> _What you should do_: A verbatim copy of the lines from the one with "Two rules. Place a point on every instance of the front" through the final line below is required; print it and nothing else.

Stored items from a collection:

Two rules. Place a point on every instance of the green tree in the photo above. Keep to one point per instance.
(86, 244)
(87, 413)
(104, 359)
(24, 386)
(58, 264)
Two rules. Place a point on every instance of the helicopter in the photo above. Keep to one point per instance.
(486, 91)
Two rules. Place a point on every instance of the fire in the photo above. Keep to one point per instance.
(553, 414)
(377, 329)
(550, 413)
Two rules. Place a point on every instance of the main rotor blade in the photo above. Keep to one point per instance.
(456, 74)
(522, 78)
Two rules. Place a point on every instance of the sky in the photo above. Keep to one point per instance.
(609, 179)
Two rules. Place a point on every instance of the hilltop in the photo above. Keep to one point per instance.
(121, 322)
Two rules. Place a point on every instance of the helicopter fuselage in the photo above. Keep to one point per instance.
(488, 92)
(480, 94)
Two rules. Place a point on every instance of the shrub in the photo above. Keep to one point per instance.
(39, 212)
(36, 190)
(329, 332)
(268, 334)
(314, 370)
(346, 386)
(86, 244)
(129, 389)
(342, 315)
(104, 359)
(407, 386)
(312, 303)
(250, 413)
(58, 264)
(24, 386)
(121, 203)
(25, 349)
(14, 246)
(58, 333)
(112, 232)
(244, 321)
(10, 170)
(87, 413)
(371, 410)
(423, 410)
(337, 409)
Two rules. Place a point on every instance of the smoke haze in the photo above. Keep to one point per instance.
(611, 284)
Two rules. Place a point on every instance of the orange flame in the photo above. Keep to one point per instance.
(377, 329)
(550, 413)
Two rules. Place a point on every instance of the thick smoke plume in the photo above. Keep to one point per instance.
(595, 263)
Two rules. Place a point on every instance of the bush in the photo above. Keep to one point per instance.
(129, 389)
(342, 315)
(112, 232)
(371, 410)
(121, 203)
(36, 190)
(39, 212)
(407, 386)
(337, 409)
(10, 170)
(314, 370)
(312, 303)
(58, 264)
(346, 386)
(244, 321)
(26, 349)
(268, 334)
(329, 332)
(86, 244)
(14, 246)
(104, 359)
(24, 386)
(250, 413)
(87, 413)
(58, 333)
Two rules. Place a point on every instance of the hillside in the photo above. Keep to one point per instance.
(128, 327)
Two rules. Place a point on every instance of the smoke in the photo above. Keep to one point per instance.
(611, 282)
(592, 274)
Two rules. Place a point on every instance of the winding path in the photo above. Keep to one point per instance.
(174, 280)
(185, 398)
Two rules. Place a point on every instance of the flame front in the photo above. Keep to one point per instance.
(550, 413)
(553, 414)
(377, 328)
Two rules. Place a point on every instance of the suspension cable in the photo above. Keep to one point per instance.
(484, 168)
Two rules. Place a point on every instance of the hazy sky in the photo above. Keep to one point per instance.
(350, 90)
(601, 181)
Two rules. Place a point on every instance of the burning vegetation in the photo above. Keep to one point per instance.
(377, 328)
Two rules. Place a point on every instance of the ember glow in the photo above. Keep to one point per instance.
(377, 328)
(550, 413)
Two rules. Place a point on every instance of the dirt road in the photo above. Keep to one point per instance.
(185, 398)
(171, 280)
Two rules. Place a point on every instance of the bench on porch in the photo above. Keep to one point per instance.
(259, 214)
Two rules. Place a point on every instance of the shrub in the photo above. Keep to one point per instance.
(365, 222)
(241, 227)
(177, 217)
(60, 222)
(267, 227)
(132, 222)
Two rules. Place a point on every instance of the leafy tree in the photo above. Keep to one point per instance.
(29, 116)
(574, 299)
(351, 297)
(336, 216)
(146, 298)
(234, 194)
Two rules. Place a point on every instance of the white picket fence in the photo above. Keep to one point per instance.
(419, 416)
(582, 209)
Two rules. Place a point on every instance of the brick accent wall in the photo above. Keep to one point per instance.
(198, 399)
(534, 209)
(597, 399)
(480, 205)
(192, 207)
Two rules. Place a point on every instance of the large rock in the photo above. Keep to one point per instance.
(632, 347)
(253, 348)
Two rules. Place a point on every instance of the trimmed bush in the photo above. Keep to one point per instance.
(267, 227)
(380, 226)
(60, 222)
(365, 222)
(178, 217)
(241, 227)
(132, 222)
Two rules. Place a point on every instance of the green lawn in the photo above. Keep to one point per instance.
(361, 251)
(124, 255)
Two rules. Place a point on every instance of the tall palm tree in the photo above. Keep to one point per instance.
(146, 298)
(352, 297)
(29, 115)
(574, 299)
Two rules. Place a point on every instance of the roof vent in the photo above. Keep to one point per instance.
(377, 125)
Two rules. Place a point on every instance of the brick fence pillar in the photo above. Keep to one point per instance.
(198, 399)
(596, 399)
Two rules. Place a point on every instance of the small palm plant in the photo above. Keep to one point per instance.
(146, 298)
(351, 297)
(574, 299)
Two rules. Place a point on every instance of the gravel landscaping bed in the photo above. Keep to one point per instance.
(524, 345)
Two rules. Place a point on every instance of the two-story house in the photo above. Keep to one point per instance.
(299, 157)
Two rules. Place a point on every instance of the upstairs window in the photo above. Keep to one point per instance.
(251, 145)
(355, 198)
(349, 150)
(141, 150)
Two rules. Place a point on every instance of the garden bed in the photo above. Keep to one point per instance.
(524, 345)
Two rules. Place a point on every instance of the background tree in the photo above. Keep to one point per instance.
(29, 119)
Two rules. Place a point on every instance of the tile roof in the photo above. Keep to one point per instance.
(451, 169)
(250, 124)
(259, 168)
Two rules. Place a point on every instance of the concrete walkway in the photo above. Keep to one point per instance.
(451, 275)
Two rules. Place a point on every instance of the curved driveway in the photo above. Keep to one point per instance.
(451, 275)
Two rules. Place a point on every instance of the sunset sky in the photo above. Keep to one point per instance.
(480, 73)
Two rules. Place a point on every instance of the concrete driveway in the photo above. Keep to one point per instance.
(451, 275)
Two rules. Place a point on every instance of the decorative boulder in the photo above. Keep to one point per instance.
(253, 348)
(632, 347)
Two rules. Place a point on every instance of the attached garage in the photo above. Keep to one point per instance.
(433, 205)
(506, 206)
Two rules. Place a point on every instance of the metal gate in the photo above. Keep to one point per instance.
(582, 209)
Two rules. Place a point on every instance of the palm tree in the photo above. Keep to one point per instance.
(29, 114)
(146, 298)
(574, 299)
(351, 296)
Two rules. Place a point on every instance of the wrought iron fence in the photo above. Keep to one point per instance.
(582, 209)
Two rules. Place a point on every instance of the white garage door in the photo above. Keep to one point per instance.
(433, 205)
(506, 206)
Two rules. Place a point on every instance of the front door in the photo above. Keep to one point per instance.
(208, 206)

> _Final answer_:
Two rules. Place a point on every instance of the front door in the photo above. Keep to one point per instance.
(208, 206)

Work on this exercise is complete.